Print the line that contains "Where can the child's hand" and every line after it through the last line of the records below, exactly as written and nothing else.

[Location labeling records]
────────────────

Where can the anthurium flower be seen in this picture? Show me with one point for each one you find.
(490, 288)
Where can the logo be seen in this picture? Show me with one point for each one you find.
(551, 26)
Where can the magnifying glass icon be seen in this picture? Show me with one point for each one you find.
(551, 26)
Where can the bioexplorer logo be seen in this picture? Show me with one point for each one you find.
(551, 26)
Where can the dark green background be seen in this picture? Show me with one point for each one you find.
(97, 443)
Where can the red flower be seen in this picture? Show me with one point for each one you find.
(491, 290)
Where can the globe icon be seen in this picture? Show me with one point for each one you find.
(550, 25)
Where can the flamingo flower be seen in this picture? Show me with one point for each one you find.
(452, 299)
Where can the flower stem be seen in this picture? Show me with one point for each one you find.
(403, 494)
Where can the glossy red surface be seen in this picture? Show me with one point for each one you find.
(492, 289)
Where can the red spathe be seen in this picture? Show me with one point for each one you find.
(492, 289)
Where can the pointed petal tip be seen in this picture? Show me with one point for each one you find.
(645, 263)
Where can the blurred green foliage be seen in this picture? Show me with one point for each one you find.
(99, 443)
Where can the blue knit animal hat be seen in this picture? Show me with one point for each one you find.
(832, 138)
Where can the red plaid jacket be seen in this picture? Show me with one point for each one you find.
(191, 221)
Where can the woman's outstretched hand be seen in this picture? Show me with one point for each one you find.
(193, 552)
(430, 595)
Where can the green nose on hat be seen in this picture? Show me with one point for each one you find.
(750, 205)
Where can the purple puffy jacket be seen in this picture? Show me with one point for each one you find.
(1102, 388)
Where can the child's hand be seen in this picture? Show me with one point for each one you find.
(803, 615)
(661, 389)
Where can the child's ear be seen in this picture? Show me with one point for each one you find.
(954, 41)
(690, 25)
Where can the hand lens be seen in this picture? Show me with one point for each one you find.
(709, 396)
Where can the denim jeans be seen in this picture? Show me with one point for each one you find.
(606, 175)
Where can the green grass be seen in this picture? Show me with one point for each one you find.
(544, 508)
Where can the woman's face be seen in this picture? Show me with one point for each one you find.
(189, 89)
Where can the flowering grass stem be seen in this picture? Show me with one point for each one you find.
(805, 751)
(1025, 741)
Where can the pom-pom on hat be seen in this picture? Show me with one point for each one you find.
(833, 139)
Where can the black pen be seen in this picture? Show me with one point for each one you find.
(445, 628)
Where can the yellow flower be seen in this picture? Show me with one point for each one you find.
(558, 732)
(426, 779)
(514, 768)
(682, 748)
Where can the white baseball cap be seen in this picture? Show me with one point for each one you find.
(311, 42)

────────────────

Reply to the task:
Where can the child's hand be seen in this picture? Show me with one point for each one you find.
(803, 615)
(661, 389)
Where can the child's ear be seen in this picture? Show me with one point for each one you find.
(954, 41)
(690, 25)
Where can the hand lens be seen in this picture? Show me with one point for each one you find.
(709, 396)
Where can the denim jeans be seen in this picture? Show me with one point for each one you find.
(606, 175)
Where can the green grass be seen in this picture? Show me with one point for each one you find.
(544, 508)
Where can the woman's face be seen in this picture? Show me with one point for each one you find.
(189, 89)
Where can the flowering grass stem be seen in this picture? Show me with one point for each one you find.
(805, 751)
(1025, 741)
Where can the pom-pom on hat be seen in this picture? Show me with one point for each one you find.
(833, 139)
Where can the black pen be seen in this picture? Show me with one point for each one you find.
(445, 628)
Where can the yellow flower be seen in this picture? Show me with one point for each one you find.
(558, 732)
(426, 779)
(514, 768)
(682, 748)
Where can the white baseball cap be seen in this picture? Show me with one point for each one you find.
(311, 42)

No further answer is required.